▸ **Objective**: How many lines in the items below contain the string "wall"? Case counts. Reply with the number only.

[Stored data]

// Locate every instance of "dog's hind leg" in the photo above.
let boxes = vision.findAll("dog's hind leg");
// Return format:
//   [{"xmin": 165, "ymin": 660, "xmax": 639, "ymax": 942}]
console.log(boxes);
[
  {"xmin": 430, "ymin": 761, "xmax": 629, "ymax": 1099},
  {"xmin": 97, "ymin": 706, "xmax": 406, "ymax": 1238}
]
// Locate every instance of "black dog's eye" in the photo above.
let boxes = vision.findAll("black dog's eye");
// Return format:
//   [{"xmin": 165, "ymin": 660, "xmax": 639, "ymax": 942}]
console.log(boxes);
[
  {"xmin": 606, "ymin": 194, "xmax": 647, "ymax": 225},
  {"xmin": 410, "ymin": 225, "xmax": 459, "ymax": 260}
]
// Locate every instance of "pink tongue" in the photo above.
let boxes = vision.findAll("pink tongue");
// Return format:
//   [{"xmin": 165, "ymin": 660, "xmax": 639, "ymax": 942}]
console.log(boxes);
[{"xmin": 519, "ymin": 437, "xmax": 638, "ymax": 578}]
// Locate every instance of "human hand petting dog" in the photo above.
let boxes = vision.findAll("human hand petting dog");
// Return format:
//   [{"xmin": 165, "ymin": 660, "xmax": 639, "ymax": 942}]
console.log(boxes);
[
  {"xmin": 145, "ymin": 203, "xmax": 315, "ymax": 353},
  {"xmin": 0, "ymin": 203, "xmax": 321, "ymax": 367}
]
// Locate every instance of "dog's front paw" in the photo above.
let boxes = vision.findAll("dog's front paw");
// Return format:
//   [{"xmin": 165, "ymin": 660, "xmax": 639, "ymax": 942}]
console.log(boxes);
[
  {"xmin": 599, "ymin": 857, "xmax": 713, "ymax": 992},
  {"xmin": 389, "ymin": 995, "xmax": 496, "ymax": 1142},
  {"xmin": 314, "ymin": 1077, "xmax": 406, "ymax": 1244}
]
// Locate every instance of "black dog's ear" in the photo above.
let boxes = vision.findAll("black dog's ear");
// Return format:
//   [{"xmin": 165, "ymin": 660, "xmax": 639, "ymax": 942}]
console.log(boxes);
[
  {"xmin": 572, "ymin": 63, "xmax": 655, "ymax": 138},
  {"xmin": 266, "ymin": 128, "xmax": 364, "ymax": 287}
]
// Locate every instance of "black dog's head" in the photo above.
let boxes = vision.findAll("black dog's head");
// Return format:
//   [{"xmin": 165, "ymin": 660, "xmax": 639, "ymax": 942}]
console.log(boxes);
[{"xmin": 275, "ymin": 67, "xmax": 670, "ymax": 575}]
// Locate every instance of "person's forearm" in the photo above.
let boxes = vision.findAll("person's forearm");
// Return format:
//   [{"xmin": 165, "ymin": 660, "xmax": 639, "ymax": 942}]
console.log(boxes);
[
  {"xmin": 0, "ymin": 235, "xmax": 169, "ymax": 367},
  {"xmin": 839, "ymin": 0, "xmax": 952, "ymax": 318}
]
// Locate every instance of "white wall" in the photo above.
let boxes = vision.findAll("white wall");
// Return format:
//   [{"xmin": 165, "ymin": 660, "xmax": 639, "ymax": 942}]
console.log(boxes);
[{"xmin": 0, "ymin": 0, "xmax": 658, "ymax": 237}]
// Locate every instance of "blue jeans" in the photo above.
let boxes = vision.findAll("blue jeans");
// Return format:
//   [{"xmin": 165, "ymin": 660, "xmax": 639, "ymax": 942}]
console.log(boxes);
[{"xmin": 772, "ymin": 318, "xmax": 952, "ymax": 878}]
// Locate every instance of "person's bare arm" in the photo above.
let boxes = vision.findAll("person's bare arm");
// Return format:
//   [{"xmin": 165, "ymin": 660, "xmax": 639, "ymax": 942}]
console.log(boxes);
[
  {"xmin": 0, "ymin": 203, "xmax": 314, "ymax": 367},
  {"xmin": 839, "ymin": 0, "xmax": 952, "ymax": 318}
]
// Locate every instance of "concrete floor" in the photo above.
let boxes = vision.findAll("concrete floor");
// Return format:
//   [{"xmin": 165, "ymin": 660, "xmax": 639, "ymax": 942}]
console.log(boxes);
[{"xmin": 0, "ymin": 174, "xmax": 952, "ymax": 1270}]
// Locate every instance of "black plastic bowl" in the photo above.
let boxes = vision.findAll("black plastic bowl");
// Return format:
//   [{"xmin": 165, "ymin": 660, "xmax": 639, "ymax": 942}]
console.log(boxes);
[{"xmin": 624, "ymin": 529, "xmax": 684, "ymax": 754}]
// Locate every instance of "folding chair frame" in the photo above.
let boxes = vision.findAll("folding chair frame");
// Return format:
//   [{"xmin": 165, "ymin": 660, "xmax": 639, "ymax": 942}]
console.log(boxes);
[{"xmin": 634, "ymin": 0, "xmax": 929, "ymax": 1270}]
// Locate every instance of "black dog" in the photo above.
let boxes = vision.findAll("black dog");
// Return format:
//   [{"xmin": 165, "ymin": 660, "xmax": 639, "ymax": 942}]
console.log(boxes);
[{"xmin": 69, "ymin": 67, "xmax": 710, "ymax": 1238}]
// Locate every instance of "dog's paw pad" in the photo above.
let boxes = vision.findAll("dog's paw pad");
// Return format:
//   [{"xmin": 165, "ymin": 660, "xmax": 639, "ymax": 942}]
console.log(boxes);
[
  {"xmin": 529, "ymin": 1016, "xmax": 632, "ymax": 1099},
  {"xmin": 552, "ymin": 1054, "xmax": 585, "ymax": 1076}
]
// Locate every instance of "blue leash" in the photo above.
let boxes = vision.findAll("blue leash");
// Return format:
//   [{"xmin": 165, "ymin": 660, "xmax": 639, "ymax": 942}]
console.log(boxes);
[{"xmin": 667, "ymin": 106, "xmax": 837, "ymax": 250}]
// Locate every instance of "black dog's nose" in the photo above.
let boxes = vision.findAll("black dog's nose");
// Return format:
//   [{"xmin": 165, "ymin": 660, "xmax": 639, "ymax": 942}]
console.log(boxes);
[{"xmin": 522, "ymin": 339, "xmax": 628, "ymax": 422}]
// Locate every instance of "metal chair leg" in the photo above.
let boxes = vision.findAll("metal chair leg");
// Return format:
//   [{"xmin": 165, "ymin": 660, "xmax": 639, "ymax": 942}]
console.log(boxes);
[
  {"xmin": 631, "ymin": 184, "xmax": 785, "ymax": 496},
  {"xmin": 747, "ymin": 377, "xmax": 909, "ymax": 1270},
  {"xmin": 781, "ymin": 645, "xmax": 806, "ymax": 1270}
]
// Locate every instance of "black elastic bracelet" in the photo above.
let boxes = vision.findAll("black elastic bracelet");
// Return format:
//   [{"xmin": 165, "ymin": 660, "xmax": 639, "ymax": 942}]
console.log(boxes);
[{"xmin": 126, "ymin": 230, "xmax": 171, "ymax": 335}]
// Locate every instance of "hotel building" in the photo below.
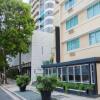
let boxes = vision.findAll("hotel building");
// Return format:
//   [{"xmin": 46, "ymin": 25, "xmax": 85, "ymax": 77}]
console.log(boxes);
[
  {"xmin": 30, "ymin": 0, "xmax": 55, "ymax": 33},
  {"xmin": 29, "ymin": 0, "xmax": 39, "ymax": 29},
  {"xmin": 42, "ymin": 0, "xmax": 100, "ymax": 94}
]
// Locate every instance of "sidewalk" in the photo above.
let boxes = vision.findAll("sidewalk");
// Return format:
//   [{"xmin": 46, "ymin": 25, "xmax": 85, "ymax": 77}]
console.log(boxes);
[
  {"xmin": 4, "ymin": 85, "xmax": 100, "ymax": 100},
  {"xmin": 3, "ymin": 79, "xmax": 100, "ymax": 100}
]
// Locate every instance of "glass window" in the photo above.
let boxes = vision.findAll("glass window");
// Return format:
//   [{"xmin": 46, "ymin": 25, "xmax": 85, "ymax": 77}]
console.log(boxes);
[
  {"xmin": 67, "ymin": 38, "xmax": 80, "ymax": 51},
  {"xmin": 44, "ymin": 68, "xmax": 48, "ymax": 75},
  {"xmin": 62, "ymin": 67, "xmax": 67, "ymax": 81},
  {"xmin": 87, "ymin": 2, "xmax": 100, "ymax": 18},
  {"xmin": 91, "ymin": 64, "xmax": 95, "ymax": 83},
  {"xmin": 64, "ymin": 0, "xmax": 76, "ymax": 10},
  {"xmin": 66, "ymin": 16, "xmax": 78, "ymax": 29},
  {"xmin": 89, "ymin": 30, "xmax": 100, "ymax": 45},
  {"xmin": 58, "ymin": 68, "xmax": 62, "ymax": 80},
  {"xmin": 49, "ymin": 68, "xmax": 52, "ymax": 75},
  {"xmin": 96, "ymin": 31, "xmax": 100, "ymax": 43},
  {"xmin": 69, "ymin": 67, "xmax": 74, "ymax": 82},
  {"xmin": 75, "ymin": 66, "xmax": 81, "ymax": 82},
  {"xmin": 53, "ymin": 68, "xmax": 57, "ymax": 75},
  {"xmin": 82, "ymin": 65, "xmax": 90, "ymax": 83}
]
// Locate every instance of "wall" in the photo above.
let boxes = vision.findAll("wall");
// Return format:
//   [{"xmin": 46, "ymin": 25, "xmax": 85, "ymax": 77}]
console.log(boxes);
[{"xmin": 31, "ymin": 31, "xmax": 53, "ymax": 81}]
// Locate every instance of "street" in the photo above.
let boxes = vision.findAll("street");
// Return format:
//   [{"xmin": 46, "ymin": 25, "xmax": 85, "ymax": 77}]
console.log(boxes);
[{"xmin": 0, "ymin": 88, "xmax": 13, "ymax": 100}]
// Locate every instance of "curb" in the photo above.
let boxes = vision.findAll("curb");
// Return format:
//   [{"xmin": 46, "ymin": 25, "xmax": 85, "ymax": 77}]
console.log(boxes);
[{"xmin": 1, "ymin": 86, "xmax": 27, "ymax": 100}]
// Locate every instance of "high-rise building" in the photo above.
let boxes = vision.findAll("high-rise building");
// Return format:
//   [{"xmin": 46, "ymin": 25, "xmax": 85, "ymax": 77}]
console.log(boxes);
[
  {"xmin": 29, "ymin": 0, "xmax": 39, "ymax": 29},
  {"xmin": 42, "ymin": 0, "xmax": 100, "ymax": 95},
  {"xmin": 30, "ymin": 0, "xmax": 55, "ymax": 33}
]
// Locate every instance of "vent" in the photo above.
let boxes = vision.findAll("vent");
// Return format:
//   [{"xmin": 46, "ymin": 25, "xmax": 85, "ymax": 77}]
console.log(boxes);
[
  {"xmin": 68, "ymin": 29, "xmax": 74, "ymax": 34},
  {"xmin": 70, "ymin": 52, "xmax": 75, "ymax": 56}
]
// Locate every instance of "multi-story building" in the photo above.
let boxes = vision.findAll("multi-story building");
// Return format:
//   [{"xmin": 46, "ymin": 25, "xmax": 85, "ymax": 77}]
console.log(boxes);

▸ **Worked answer**: 4